# [EXTRAIT CHOISI]

----

Révélé dans Préparez vos mouchoirs, Riton Liebman revient sur sa vie cabossée et sa carrière en dents de scie dans un livre aussi drôle qu'émouvant, La Vedette du quartier, publié chez Séguier.
Comme beaucoup, j'ai découvert Riton dans le film de Bertrand Blier, sorti en 1978. Alors gamin de treize ans, il interprétait un jeune surdoué dont tombe amoureuse une femme triste (Carole Laure), que le mari (Patrick Dewaere) a offerte à un inconnu (Gérard Depardieu) pour tenter de lui redonner goût à la vie. Alors que pour son 50e anniversaire cette année, Les Valseuses suscite la polémique, inutile de souligner que le 4e long-métrage du cinéaste provoquerait aujourd'hui un débat tout aussi houleux. Avant d'obtenir l'Oscar du meilleur film en langue étrangère, Préparez vos mouchoirs avait choqué aussi à sa sortie, hein. Mais pour les ados puceaux et boutonneux que nous étions, Riton était un héros. Certes, Christian, son personnage, affichait un Q.I. des plus élevés, mais il avait tout du gamin ordinaire. Pas spécialement beau gosse, il était la tête à claques de la colo. Et pourtant, il arrivait à séduire une belle femme. Dans une scène d'un érotisme torride, Christian utilisait une brindille pour écarter les pans de la chemise de nuit de son amoureuse endormie et scruter les parties les plus intimes de son anatomie. Déni du consentement, perversion, objecterait-on aujourd'hui. A l'époque, Riton était le héros de tous les collèges et lycées de France et de Belgique.

----

# [DONNÉES]
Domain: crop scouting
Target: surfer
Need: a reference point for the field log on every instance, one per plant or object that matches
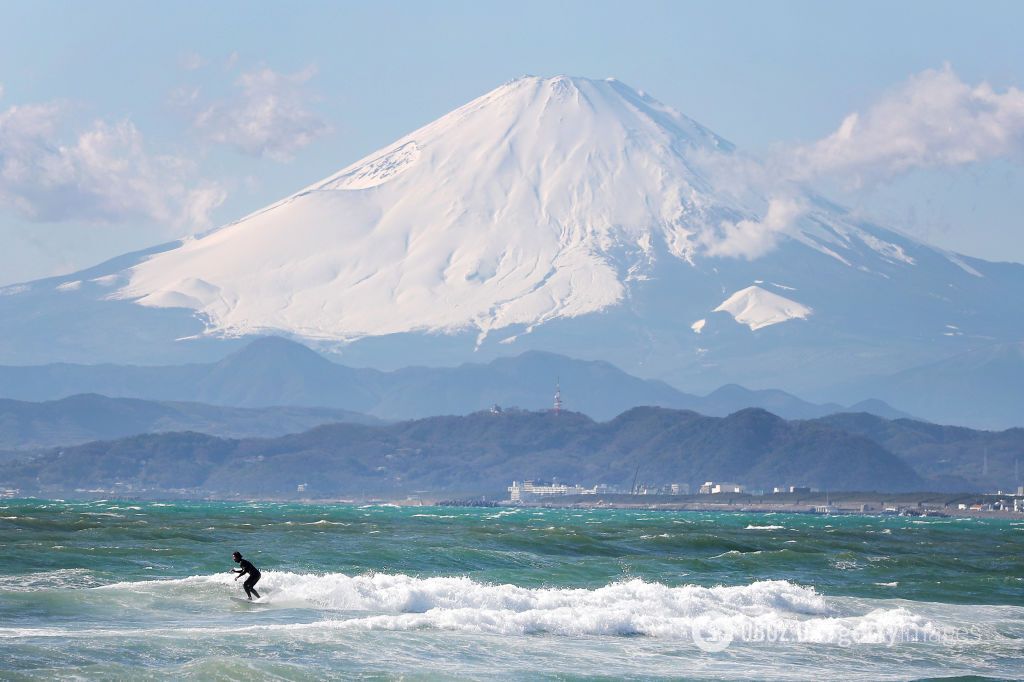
(247, 567)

----

# [CONSIGNE]
Recopiez l'extrait consacré à Riton Liebman, de « Révélé dans Préparez » à « publié chez Séguier. », en remplaçant « livre » par « ouvrage ». Les lignes ne sont d'aucune utilité pour ce travail.

# [RÉSULTAT DE L'EXERCICE]
Révélé dans Préparez vos mouchoirs, Riton Liebman revient sur sa vie cabossée et sa carrière en dents de scie dans un ouvrage aussi drôle qu'émouvant, La Vedette du quartier, publié chez Séguier.